▶ [Work instruction] Copy out all the entries shown below, exactly as they appear.
(Given information begins)
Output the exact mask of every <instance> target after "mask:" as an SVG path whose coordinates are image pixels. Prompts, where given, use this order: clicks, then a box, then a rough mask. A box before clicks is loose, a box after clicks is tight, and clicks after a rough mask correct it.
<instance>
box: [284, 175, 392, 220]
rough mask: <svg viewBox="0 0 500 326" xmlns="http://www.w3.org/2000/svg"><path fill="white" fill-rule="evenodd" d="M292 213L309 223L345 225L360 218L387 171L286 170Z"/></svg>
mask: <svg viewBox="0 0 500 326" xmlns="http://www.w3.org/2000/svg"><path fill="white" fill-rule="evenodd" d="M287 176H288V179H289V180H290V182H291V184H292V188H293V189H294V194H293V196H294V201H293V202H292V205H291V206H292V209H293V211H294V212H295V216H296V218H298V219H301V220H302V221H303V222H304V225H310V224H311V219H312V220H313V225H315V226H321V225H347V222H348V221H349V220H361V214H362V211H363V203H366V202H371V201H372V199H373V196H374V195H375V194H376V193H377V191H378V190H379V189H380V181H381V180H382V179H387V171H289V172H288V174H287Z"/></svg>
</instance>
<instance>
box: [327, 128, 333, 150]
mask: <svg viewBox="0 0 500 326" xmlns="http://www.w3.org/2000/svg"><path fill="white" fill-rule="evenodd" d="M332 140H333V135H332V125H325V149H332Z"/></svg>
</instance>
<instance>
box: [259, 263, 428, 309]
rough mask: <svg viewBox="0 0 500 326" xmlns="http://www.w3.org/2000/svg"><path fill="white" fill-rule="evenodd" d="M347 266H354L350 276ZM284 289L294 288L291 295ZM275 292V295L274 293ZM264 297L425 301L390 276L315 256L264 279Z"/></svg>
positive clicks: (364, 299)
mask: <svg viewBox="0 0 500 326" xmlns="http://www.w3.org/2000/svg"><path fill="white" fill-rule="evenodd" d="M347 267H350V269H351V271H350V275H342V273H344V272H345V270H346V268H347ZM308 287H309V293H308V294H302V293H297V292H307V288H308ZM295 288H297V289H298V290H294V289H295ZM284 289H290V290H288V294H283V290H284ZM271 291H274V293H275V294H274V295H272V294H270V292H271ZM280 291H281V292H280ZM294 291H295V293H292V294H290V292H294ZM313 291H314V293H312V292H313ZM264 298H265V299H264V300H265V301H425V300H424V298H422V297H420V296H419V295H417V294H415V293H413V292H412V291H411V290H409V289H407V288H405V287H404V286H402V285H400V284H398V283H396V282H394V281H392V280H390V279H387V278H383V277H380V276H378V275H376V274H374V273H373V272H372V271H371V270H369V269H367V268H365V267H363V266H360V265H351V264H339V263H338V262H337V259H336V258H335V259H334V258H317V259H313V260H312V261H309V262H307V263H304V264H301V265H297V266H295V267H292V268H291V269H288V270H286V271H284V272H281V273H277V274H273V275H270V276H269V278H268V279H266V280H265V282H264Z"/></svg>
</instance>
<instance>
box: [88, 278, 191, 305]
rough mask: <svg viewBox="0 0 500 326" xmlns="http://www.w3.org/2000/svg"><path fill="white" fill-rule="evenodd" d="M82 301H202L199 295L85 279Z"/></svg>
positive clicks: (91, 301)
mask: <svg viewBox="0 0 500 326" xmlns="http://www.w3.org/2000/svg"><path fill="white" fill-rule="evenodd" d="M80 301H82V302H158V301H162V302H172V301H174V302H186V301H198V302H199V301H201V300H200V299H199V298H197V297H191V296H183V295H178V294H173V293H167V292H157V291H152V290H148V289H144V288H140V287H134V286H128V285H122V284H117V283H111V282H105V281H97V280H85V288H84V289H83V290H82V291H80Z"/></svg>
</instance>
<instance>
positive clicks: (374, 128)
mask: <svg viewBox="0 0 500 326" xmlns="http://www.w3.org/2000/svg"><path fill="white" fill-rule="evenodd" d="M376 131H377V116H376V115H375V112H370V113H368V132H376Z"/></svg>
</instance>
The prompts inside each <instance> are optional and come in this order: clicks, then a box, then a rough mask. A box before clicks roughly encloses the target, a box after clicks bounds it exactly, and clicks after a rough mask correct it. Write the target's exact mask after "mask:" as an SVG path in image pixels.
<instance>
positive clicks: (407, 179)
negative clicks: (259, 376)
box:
(Given information ends)
▶ [Answer to the exercise]
Output the exact mask of every <instance> target after "mask:" as an SVG path whose coordinates are image pixels. Prompts, where given, use this order: clicks, then a box, then a rough mask. A box before clicks is loose, a box after clicks is tight, and clicks after a rough mask correct it.
<instance>
box: [284, 175, 392, 220]
rough mask: <svg viewBox="0 0 500 326" xmlns="http://www.w3.org/2000/svg"><path fill="white" fill-rule="evenodd" d="M292 213L309 223L345 225L360 218L387 171L286 170Z"/></svg>
mask: <svg viewBox="0 0 500 326" xmlns="http://www.w3.org/2000/svg"><path fill="white" fill-rule="evenodd" d="M287 176H288V179H289V180H290V182H291V184H292V188H293V189H294V194H293V196H294V201H293V202H292V205H291V206H292V209H293V211H294V212H295V216H296V218H298V219H301V220H302V221H303V222H304V225H310V224H311V219H312V220H313V225H315V226H321V225H347V222H348V221H349V220H361V214H362V211H363V203H366V202H371V201H372V199H373V196H374V195H375V194H376V193H377V191H378V190H379V189H380V181H381V180H382V179H387V171H289V172H288V174H287Z"/></svg>
</instance>
<instance>
box: [327, 128, 333, 150]
mask: <svg viewBox="0 0 500 326" xmlns="http://www.w3.org/2000/svg"><path fill="white" fill-rule="evenodd" d="M332 140H333V135H332V125H325V149H332Z"/></svg>
</instance>
<instance>
box: [259, 263, 428, 309]
rough mask: <svg viewBox="0 0 500 326" xmlns="http://www.w3.org/2000/svg"><path fill="white" fill-rule="evenodd" d="M347 266H354L350 276ZM284 289L294 288L291 295ZM275 292V295L274 293ZM264 297L425 301L390 276L315 256L264 279Z"/></svg>
positive clicks: (364, 299)
mask: <svg viewBox="0 0 500 326" xmlns="http://www.w3.org/2000/svg"><path fill="white" fill-rule="evenodd" d="M347 267H350V269H351V271H350V275H342V273H344V272H345V270H346V268H347ZM308 287H309V293H308V294H302V293H297V292H307V288H308ZM295 288H297V289H298V290H294V289H295ZM284 289H290V290H288V294H283V290H284ZM271 291H274V293H275V294H274V295H272V294H270V292H271ZM280 291H281V292H280ZM294 291H295V293H292V294H290V292H294ZM313 291H314V293H312V292H313ZM264 298H265V299H264V300H265V301H425V300H424V298H422V297H420V296H419V295H417V294H415V293H413V292H412V291H411V290H409V289H407V288H405V287H404V286H402V285H400V284H398V283H396V282H394V281H392V280H390V279H387V278H383V277H380V276H378V275H376V274H374V273H373V272H372V271H371V270H369V269H367V268H365V267H363V266H360V265H351V264H339V263H338V262H337V259H336V258H335V259H334V258H317V259H313V260H312V261H309V262H307V263H304V264H301V265H297V266H295V267H292V268H291V269H288V270H286V271H284V272H281V273H277V274H273V275H270V276H269V278H268V279H266V280H265V282H264Z"/></svg>
</instance>
<instance>
box: [88, 278, 191, 305]
rough mask: <svg viewBox="0 0 500 326" xmlns="http://www.w3.org/2000/svg"><path fill="white" fill-rule="evenodd" d="M82 301H202L199 295L85 279Z"/></svg>
positive clicks: (91, 301)
mask: <svg viewBox="0 0 500 326" xmlns="http://www.w3.org/2000/svg"><path fill="white" fill-rule="evenodd" d="M80 301H82V302H158V301H162V302H172V301H174V302H186V301H198V302H199V301H201V300H200V299H199V298H197V297H191V296H183V295H178V294H173V293H167V292H157V291H152V290H148V289H144V288H140V287H134V286H128V285H122V284H117V283H111V282H105V281H97V280H85V288H84V289H83V290H82V291H80Z"/></svg>
</instance>
<instance>
positive clicks: (374, 128)
mask: <svg viewBox="0 0 500 326" xmlns="http://www.w3.org/2000/svg"><path fill="white" fill-rule="evenodd" d="M376 131H377V116H376V115H375V112H370V113H368V132H376Z"/></svg>
</instance>
The prompts inside each <instance> are optional and come in this order: clicks, then a box, then a rough mask. A box before clicks roughly encloses the target, a box after clicks bounds it exactly, and clicks after a rough mask correct it. Write the target's exact mask after "mask:" as an SVG path in image pixels.
<instance>
positive clicks: (407, 179)
negative clicks: (259, 376)
box:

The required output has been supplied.